▶ [Direction]:
Copy out every one of the entries below word for word, keeping each line as it appears.

▶ [Record set]:
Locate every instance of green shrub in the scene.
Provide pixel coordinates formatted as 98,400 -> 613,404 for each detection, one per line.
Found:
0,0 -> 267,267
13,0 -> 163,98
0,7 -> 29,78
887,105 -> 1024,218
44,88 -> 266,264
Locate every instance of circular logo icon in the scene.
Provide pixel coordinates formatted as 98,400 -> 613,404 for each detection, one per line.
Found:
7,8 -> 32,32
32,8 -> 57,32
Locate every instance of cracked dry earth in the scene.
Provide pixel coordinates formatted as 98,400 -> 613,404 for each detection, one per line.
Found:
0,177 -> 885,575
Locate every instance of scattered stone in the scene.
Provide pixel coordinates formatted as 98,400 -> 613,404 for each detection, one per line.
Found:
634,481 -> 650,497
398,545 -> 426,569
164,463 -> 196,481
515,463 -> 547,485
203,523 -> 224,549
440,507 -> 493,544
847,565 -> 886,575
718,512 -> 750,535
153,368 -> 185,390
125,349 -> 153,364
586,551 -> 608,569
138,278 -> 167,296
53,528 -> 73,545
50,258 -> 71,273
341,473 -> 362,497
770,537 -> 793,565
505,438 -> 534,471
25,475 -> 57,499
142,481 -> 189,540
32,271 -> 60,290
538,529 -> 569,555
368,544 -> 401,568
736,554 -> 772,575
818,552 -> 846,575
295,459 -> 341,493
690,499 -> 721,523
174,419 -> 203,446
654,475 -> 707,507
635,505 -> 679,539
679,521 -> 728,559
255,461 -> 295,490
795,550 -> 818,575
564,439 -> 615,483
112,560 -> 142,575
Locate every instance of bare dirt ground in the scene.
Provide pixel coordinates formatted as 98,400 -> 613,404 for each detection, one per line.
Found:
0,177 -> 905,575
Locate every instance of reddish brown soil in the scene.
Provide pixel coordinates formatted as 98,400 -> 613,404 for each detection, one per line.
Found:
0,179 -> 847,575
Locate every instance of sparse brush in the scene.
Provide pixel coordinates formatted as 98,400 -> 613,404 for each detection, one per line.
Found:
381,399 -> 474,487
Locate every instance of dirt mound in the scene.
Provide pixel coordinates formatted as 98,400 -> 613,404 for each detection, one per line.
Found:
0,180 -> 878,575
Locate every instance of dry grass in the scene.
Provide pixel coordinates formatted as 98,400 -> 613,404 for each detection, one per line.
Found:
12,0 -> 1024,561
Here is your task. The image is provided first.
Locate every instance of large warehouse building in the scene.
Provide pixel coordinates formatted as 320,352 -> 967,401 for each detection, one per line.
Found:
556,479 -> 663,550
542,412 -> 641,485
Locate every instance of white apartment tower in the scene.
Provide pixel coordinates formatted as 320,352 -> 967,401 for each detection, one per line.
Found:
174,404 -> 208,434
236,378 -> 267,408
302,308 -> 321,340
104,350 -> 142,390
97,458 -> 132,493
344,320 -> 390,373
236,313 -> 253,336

▶ [Problem solution]:
Locate every instance of green shrub in the scene.
Provide pixel coordinates formatted as 98,400 -> 613,404 for each detection, one per line.
Found:
0,0 -> 267,267
13,0 -> 163,98
0,7 -> 29,78
887,105 -> 1024,218
44,88 -> 266,264
Locate every instance of circular logo icon in the scene.
Provide pixel coordinates formatted as 98,400 -> 613,404 for each detection, one per line.
Found:
7,8 -> 32,32
32,8 -> 57,32
Locate every instance of cracked dry earth in the scene.
Provide pixel coordinates formatted as 98,400 -> 613,404 for each detection, one per line.
Found:
0,177 -> 885,575
Locate every instance of scattered stone in the scene.
Provide pixel coordinates formatted as 98,400 -> 613,404 for each detection, one per line.
Found:
634,481 -> 650,497
398,545 -> 426,569
164,463 -> 196,481
515,463 -> 547,485
203,523 -> 224,549
440,507 -> 493,544
847,565 -> 886,575
718,512 -> 750,535
153,368 -> 185,390
125,349 -> 153,364
586,551 -> 608,569
138,278 -> 167,296
53,528 -> 73,545
50,258 -> 71,273
341,473 -> 362,497
770,537 -> 793,565
505,438 -> 534,471
25,475 -> 57,499
142,481 -> 189,540
32,271 -> 60,290
538,529 -> 569,555
368,544 -> 401,568
736,554 -> 772,575
818,552 -> 846,575
295,459 -> 341,493
690,499 -> 721,523
174,419 -> 203,446
654,475 -> 707,507
635,505 -> 679,539
679,521 -> 728,559
255,461 -> 295,490
795,550 -> 818,575
564,439 -> 615,483
112,560 -> 142,575
Locate every instance of bare dirt ground in the scene.
Provide pixel coordinates formatted as 98,400 -> 613,404 for each detection, one per line.
Found:
0,177 -> 905,575
Locate every instance of reddish brown soil in the scene.
Provide pixel coordinates formatted as 98,400 -> 613,404 for each detection, one per line.
Found:
0,179 -> 847,575
Locate every instance of sparse brush in the scene.
Provide pixel coordinates formatted as 98,400 -> 613,404 for each detection, one per line.
Found:
381,399 -> 474,487
Locate every instance of dirt mound in the scene.
Provide pixel coordinates formatted as 98,400 -> 613,404 for each detection, one per line.
Found:
0,180 -> 878,575
Locate every instance of dry grass in the scene.
Provide pixel coordinates formatted as 98,400 -> 613,404 for each detection, one per line.
Found:
12,0 -> 1024,561
Here is your task. The image is provided first.
Locate every instance of large warehouse building in the scene.
Provide pixel coordinates formatted as 320,352 -> 967,401 for each detection, one per line.
Found:
556,479 -> 663,550
542,412 -> 641,485
Locate every instance of white apartment tower in the scene.
Provide pixel coordinates formatted as 320,352 -> 967,401 for each detection, one per line.
Found:
174,404 -> 208,434
236,378 -> 267,408
302,308 -> 321,340
104,350 -> 142,390
97,458 -> 132,493
344,320 -> 390,373
236,313 -> 253,336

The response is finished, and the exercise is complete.